* _SUPPLIED DATA_
"""

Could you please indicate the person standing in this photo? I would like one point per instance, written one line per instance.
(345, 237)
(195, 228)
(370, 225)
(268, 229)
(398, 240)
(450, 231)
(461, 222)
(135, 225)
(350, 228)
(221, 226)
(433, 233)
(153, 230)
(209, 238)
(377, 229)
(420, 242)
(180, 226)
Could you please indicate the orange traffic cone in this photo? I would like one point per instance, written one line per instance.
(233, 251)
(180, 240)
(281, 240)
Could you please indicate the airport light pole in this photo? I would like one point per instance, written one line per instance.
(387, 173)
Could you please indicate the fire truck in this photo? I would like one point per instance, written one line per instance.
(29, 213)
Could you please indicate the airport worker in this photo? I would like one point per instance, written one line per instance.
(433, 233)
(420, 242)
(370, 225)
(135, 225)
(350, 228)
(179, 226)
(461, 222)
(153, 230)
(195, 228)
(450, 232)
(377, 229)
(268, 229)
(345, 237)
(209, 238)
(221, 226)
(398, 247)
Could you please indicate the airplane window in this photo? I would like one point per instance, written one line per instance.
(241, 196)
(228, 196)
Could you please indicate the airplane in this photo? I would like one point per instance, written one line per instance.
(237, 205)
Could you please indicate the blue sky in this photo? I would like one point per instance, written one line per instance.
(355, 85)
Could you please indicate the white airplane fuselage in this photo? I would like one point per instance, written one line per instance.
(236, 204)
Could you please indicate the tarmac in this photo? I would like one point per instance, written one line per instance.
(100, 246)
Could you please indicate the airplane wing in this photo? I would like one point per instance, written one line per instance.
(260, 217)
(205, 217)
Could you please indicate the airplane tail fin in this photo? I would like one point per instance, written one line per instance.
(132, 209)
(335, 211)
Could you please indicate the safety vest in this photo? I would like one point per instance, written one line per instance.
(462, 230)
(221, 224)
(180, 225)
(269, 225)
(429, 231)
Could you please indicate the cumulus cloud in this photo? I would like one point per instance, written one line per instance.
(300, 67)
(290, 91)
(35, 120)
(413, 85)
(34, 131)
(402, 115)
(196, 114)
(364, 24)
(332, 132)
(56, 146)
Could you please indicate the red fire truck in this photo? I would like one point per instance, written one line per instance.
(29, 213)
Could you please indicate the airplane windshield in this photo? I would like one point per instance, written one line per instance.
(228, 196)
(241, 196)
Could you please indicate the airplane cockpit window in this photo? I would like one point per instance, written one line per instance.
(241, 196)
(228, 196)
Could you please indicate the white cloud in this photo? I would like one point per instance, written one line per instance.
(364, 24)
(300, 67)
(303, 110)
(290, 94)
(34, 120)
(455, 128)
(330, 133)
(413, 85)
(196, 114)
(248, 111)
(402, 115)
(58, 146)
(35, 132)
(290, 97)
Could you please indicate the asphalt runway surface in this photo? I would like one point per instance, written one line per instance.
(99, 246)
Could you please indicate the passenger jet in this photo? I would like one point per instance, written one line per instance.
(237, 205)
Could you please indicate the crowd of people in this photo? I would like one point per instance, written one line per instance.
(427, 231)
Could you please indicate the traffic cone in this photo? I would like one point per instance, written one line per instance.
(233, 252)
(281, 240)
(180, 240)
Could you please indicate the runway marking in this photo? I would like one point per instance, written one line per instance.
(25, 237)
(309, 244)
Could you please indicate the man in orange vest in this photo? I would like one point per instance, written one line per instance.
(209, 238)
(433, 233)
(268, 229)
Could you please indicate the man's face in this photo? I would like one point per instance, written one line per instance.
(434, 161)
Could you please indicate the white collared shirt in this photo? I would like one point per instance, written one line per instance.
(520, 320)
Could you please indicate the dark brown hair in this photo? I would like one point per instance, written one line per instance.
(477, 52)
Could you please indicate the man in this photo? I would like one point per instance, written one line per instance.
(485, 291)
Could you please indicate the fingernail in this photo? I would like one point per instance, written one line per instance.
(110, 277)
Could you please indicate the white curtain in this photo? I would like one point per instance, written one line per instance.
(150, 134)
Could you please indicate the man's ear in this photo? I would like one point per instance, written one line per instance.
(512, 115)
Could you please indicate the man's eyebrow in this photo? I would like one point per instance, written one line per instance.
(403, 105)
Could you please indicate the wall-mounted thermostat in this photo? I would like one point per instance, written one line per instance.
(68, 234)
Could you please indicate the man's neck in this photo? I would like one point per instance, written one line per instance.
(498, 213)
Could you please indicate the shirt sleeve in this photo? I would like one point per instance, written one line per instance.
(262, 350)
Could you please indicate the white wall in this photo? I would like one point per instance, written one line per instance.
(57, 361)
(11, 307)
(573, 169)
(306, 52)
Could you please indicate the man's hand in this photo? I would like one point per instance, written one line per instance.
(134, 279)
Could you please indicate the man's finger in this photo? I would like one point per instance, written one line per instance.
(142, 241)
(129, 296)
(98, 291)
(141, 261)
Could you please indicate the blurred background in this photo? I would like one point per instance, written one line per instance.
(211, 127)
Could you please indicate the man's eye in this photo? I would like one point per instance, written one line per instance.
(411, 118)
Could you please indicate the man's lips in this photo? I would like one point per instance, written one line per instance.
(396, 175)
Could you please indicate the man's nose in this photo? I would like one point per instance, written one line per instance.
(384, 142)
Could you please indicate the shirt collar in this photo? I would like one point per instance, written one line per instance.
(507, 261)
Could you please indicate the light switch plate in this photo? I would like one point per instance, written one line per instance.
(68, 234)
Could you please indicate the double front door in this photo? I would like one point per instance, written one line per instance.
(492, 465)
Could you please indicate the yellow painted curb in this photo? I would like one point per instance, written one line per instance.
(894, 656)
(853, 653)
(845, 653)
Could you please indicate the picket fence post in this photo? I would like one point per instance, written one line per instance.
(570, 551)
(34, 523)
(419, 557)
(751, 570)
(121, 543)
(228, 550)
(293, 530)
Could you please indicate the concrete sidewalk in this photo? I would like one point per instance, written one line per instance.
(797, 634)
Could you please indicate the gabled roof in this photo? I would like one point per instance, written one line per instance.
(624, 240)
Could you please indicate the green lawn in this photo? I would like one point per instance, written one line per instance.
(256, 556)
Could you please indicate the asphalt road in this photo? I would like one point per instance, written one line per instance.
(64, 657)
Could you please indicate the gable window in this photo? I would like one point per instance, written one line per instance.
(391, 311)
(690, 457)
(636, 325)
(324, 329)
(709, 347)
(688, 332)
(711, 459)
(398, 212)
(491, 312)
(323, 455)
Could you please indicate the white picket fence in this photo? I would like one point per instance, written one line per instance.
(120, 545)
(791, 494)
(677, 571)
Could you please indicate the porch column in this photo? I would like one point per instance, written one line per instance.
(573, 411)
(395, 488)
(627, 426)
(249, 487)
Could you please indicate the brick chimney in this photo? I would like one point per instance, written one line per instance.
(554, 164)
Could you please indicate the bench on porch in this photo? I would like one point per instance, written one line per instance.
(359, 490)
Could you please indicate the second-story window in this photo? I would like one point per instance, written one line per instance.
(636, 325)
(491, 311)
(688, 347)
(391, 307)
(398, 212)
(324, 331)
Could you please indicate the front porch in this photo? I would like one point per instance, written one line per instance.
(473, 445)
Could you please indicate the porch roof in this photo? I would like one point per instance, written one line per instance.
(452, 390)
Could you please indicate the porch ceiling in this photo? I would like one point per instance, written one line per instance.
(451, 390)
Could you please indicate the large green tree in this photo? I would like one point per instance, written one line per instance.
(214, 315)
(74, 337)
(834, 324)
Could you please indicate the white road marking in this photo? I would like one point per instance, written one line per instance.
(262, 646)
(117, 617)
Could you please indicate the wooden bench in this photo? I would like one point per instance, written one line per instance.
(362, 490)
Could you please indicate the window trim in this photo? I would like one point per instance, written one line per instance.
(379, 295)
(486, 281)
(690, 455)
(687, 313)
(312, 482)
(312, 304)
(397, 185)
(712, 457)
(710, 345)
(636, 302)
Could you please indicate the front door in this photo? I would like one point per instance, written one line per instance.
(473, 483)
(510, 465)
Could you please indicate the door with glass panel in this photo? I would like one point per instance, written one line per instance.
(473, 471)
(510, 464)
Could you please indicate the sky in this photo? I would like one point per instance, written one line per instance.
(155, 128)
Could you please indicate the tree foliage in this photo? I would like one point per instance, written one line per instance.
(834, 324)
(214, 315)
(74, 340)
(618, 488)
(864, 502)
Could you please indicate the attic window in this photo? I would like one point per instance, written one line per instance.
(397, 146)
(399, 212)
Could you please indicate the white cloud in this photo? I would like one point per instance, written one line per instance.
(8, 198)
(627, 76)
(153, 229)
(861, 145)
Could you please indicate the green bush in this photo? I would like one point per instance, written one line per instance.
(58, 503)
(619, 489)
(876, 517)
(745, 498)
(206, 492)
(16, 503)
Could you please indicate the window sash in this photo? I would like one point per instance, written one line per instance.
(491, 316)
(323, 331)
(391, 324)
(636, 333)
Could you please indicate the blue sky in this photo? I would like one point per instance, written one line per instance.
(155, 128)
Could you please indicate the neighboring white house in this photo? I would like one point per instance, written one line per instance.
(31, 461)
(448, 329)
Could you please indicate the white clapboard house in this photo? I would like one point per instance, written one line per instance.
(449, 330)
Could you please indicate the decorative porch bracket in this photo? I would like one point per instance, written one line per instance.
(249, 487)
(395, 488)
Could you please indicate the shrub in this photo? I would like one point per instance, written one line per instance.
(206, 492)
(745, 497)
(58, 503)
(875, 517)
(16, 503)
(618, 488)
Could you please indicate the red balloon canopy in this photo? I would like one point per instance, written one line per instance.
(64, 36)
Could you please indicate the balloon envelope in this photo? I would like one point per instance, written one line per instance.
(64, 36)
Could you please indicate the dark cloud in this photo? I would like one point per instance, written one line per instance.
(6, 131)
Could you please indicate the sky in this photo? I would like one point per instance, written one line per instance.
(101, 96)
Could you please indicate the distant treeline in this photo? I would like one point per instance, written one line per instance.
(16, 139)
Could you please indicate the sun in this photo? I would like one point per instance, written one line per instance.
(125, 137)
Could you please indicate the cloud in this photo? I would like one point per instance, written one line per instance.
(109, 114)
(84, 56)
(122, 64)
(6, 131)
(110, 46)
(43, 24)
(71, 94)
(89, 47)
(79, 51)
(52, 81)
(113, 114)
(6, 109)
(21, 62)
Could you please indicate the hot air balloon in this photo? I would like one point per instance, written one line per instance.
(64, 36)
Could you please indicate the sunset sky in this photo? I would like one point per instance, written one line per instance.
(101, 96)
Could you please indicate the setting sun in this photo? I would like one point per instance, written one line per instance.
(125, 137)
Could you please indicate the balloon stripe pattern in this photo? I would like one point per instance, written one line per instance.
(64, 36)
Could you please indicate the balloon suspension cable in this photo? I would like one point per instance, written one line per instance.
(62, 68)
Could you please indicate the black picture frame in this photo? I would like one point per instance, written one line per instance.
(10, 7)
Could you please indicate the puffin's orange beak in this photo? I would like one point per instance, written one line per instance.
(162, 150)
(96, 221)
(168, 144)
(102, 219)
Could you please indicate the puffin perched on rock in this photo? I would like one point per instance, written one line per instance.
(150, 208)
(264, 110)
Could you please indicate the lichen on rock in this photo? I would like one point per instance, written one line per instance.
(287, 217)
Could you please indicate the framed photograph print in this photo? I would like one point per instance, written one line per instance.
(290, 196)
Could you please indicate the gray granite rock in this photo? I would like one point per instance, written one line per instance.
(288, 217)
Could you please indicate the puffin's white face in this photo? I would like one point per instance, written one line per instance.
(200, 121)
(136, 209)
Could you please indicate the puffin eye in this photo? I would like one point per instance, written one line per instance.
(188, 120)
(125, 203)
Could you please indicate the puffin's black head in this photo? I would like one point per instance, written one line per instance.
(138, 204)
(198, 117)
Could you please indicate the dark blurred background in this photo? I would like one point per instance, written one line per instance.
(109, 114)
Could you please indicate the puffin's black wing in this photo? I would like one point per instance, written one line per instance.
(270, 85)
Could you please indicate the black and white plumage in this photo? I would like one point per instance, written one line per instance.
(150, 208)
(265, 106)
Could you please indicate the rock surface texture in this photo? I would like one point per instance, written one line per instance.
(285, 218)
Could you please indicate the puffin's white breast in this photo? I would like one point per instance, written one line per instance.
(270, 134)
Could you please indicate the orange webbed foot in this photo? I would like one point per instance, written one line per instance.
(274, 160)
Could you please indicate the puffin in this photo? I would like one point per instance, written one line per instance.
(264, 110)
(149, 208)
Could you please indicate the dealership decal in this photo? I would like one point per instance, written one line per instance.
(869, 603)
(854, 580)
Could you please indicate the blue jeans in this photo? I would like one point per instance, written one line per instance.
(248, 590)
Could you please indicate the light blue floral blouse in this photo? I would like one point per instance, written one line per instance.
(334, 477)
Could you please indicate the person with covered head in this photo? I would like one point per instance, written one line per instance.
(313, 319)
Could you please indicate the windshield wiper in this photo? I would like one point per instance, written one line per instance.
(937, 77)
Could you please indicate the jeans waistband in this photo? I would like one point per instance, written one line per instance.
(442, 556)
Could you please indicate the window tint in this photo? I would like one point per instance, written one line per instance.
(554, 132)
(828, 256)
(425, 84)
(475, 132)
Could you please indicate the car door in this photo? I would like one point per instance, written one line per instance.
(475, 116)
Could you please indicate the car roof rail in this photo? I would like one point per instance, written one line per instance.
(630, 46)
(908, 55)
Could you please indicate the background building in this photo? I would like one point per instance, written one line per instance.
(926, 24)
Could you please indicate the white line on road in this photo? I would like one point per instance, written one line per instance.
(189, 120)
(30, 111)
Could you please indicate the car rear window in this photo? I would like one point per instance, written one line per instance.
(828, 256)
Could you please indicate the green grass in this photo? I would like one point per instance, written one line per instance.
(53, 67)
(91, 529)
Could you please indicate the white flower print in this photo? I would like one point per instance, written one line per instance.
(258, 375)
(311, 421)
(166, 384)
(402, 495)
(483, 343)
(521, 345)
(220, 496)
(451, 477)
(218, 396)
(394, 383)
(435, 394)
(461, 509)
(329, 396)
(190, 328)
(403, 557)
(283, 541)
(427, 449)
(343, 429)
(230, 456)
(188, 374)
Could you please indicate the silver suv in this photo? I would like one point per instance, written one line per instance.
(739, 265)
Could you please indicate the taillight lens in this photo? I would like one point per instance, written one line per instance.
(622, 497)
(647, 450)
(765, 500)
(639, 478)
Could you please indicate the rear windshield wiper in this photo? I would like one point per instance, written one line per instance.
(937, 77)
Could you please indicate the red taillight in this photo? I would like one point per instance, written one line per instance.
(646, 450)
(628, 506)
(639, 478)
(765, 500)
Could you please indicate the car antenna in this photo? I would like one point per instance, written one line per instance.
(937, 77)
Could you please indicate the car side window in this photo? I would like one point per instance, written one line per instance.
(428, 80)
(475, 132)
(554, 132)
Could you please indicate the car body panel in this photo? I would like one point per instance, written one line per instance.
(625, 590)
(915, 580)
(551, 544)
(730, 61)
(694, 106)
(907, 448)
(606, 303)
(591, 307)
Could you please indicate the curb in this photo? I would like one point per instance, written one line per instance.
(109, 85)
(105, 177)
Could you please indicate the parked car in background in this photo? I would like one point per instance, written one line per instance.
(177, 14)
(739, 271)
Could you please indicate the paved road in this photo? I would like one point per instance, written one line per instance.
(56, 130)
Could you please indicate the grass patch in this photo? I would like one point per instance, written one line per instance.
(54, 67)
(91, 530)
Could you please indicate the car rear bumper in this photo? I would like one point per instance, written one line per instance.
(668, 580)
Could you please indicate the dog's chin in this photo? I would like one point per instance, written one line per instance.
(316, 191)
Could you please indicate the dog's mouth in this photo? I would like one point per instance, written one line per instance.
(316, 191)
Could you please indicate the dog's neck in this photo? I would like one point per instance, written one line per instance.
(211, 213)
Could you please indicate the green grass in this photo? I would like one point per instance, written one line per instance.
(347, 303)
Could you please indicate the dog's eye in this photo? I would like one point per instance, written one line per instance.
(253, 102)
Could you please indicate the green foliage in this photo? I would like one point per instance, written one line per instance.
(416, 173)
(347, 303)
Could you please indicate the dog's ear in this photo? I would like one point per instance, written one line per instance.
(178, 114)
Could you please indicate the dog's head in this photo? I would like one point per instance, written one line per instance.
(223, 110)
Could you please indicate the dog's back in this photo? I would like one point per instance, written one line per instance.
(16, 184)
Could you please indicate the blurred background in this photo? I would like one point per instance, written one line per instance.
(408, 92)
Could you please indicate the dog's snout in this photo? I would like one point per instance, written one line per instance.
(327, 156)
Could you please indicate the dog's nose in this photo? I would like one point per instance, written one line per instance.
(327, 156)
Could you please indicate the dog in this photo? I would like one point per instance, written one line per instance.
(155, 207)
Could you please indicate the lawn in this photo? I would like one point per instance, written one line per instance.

"""

Starting with the line that contains "Could you please indicate the dog's ear", write out each line through the end of the listing, exactly as it appears, and include nothing else.

Could you please indicate the dog's ear in this photo? I would like one point per instance, written one line per instance.
(178, 114)
Could you please indicate the dog's head in this photo? I would like one point per instance, written one line per instance.
(223, 110)
Could you please indicate the dog's back in this photo? I would like one point per instance, written one line per instance.
(16, 184)
Could you please indicate the blurred background in this photo? I would like one point per instance, written one line per instance.
(408, 92)
Could you please indicate the dog's snout in this photo? I would like one point per instance, written one line per instance.
(327, 156)
Could you please indicate the dog's nose in this photo? I would like one point per instance, written one line per instance.
(327, 156)
Could you please indicate the dog in this photo? I would like one point per instance, written one line per instance.
(155, 207)
Could you please indicate the lawn in this photo? I would like one point per instance, written one line per instance.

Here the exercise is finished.